Task to carry out:
Images do not belong in the copy. Retype all the entries below exactly.

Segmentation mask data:

________________________

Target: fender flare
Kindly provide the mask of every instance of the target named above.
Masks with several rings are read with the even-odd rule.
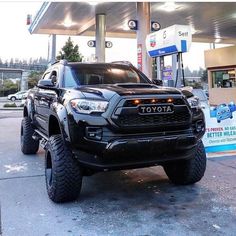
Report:
[[[34,103],[32,101],[32,98],[28,98],[26,100],[26,106],[24,107],[24,116],[26,116],[25,114],[25,108],[27,109],[27,113],[28,113],[28,117],[33,120],[34,118]]]
[[[70,133],[68,127],[68,117],[66,108],[60,103],[53,103],[51,114],[48,117],[48,136],[49,136],[49,127],[50,127],[50,119],[54,117],[57,119],[61,134],[64,140],[70,142]]]

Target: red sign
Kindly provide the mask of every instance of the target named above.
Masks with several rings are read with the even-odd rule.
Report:
[[[151,37],[150,37],[150,46],[152,47],[152,48],[154,48],[155,46],[156,46],[156,36],[155,35],[152,35]]]
[[[30,25],[32,23],[32,15],[27,15],[27,19],[26,19],[26,25]]]
[[[137,47],[137,58],[138,58],[138,69],[143,70],[143,59],[142,59],[143,53],[142,53],[142,44],[138,44]]]

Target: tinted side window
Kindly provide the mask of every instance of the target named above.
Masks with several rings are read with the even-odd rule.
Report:
[[[43,75],[42,79],[49,79],[50,78],[50,72],[47,72],[46,74]]]
[[[64,87],[65,88],[74,88],[77,87],[77,83],[74,80],[73,72],[69,67],[65,67],[64,75]]]
[[[51,81],[53,82],[54,85],[58,83],[58,74],[56,70],[53,70],[50,76]]]

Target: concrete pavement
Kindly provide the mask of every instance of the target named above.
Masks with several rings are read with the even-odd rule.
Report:
[[[44,151],[20,151],[21,112],[0,111],[0,201],[4,236],[236,235],[236,156],[208,160],[193,186],[175,186],[161,167],[85,177],[78,201],[46,193]]]

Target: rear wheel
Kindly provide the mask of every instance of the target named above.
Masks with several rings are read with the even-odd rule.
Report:
[[[169,163],[163,167],[174,184],[187,185],[200,181],[206,170],[206,153],[202,141],[198,142],[191,159]]]
[[[61,135],[53,135],[45,153],[45,177],[49,198],[53,202],[76,200],[82,185],[82,168]]]
[[[16,100],[16,97],[11,97],[11,101],[15,101]]]
[[[21,151],[24,154],[35,154],[39,149],[39,141],[32,138],[34,129],[29,117],[21,121]]]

________________________

Problem solution:
Target: fender flare
Kindly provide the mask of every instance of the target named above.
Masks with several rings are read with the even-odd rule.
Report:
[[[34,103],[32,101],[32,98],[28,98],[26,100],[26,106],[24,107],[24,116],[26,116],[25,114],[25,108],[27,109],[27,113],[28,113],[28,117],[33,120],[34,118]]]
[[[70,133],[68,127],[68,117],[66,108],[60,103],[53,103],[51,114],[48,117],[48,136],[49,136],[49,127],[50,127],[50,119],[54,117],[57,119],[61,134],[64,140],[70,142]]]

Target: red sign
Kindly provide the mask of every instance of the target named above.
Masks with several rings are read with the even-odd rule.
Report:
[[[151,37],[150,37],[150,46],[152,47],[152,48],[154,48],[155,46],[156,46],[156,36],[155,35],[152,35]]]
[[[30,25],[32,23],[32,15],[27,15],[27,19],[26,19],[26,25]]]
[[[137,47],[137,58],[138,58],[138,69],[143,70],[143,59],[142,59],[143,53],[142,53],[142,44],[138,44]]]

Target: tinted side window
Kindly provide the mask of every instance of the target named above.
Masks with several rings are read with the even-odd rule.
Report:
[[[43,75],[42,79],[49,79],[50,78],[50,72],[47,72],[46,74]]]
[[[64,87],[65,88],[74,88],[77,87],[77,83],[74,80],[73,72],[69,67],[65,67],[64,75]]]
[[[51,81],[53,82],[54,85],[58,83],[58,74],[56,70],[53,70],[50,76]]]

Target: concrete pavement
Kindly provide the mask of every instance of the target named above.
Masks with several rings are read with the even-odd rule.
Report:
[[[44,151],[20,151],[21,112],[0,111],[0,201],[4,236],[236,235],[236,156],[208,160],[193,186],[175,186],[161,167],[85,177],[78,201],[46,193]]]

Target: rear wheel
Kindly provide the mask of every instance of the target named above.
Masks with several rings are read with the even-odd rule.
Report:
[[[169,163],[163,167],[174,184],[187,185],[200,181],[206,170],[206,153],[202,141],[198,142],[191,159]]]
[[[61,135],[53,135],[45,153],[45,177],[49,198],[53,202],[76,200],[82,185],[82,168]]]
[[[16,100],[16,97],[11,97],[11,101],[15,101]]]
[[[21,151],[24,154],[35,154],[39,149],[39,141],[32,138],[34,129],[29,117],[21,121]]]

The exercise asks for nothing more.